• REQUESTS:
**a)** Can you rewrite the paragraph beginning "Variance in the evidence may be permitted" from the passage on evidence variance as a short list that keeps its main points?
**b)** Answer these questions from the passage on evidence variance, one per line:
(i) Which case is quoted as saying the defendant "had sufficient notice of the core criminal conduct for which he was charged"?
(ii) When may a variance be fatal?
(iii) According to the quotation from United States v. Hughes, what must the appellant show to demonstrate substantial prejudice?

• SUPPLIED PASSAGE:

Variance in the evidence may be permitted if the evidence actually presented (and subsequent arguments and jury instructions) relate to and prove the crime charged in the indictment, notwithstanding the manner in which the evidence may have been described in the indictment. See United States v. Patino, 962 F.2d 263, 265-66 (2d Cir. 1991) (prosecution argued guns not mentioned in the indictment; defendant "had sufficient notice of the core criminal conduct for which he was charged"). A variance may be fatal only when the defendant is substantially prejudiced in his defense because he cannot anticipate from the indictment what evidence will be presented against him. Ratliff-White, 493 F.3d at 820, 822. The defendant must show a particular and substantial prejudice that was caused by having to face different evidence. Federal Rule of Criminal Procedure 52(a); Berger v. United States, 295 U.S. 78, 82 (1935); United States v. Hughes, 505 F.3d 578, 587 (6th Cir. 2007) ("To demonstrate substantial prejudice, the appellant must show that the variance prejudiced his ability to defend himself or prejudiced the overall fairness of the trial"); United States v. Womack, 496 F.3d 791, 794 (7th Cir. 2007).

• DATASET EXCERPT:
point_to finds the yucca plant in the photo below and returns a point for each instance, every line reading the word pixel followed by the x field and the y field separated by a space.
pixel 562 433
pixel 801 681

• REPLIES:
**a)**
- A variance in the evidence may be permitted if the evidence presented, along with later arguments and jury instructions, relates to and proves the crime charged in the indictment, however the indictment described that evidence. In United States v. Patino, the prosecution argued guns not mentioned in the indictment, yet the defendant had sufficient notice of the core criminal conduct.
- A variance may be fatal only when the defendant is substantially prejudiced in his defense because he cannot anticipate from the indictment what evidence will be presented (Ratliff-White).
- The defendant must show a particular and substantial prejudice caused by having to face different evidence (Rule 52(a); Berger; Hughes; Womack).

**b)**
(i) United States v. Patino.
(ii) Only when the defendant is substantially prejudiced in his defense because he cannot anticipate from the indictment what evidence will be presented against him.
(iii) That the variance prejudiced his ability to defend himself or prejudiced the overall fairness of the trial.